◆ **SHORT TASK**:
Format everything from the line containing "like [433, 253]." down to the end of the items below as a JSON list of strings, one string per line, with blank lines left out.

◆ **Labeled point items**:

+++

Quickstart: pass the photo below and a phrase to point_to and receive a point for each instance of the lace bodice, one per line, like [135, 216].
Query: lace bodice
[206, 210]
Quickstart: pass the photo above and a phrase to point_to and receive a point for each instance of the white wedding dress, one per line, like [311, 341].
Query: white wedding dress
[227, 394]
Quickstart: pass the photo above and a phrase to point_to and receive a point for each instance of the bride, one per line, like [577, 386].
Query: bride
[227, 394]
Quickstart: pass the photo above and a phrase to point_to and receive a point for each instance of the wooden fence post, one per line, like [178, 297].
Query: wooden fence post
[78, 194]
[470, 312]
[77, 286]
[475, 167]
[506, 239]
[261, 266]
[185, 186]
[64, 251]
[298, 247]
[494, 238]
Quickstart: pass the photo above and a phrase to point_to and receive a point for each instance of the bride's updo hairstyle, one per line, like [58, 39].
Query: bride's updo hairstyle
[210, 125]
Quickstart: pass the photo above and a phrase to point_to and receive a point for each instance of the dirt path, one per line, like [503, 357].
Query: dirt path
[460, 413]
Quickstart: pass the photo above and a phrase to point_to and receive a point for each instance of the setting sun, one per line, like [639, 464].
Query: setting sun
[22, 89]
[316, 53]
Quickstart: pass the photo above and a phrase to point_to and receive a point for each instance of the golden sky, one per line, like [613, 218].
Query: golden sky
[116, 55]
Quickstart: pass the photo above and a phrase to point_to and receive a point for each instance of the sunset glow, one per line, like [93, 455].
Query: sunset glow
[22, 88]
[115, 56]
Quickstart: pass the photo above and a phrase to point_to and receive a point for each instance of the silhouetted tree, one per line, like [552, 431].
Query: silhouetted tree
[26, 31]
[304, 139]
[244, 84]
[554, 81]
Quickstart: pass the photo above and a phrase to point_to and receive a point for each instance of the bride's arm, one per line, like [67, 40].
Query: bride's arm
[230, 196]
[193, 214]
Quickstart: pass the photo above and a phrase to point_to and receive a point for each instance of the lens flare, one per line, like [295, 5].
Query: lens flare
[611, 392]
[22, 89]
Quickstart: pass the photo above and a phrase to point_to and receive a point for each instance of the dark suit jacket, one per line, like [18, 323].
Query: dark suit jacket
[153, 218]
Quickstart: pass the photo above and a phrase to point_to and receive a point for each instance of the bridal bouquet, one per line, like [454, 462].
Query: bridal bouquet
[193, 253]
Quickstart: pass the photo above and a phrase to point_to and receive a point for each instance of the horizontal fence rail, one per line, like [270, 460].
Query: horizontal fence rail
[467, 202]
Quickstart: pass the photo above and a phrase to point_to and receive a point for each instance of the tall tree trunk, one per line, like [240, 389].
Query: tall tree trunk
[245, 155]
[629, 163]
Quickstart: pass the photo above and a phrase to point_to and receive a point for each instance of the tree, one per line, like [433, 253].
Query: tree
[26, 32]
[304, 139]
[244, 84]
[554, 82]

+++

◆ **FULL RESPONSE**:
[
  "Quickstart: pass the photo above and a phrase to point_to and receive a point for each instance of the tree, one per line, like [433, 253].",
  "Query: tree",
  "[26, 32]",
  "[304, 139]",
  "[244, 84]",
  "[554, 82]"
]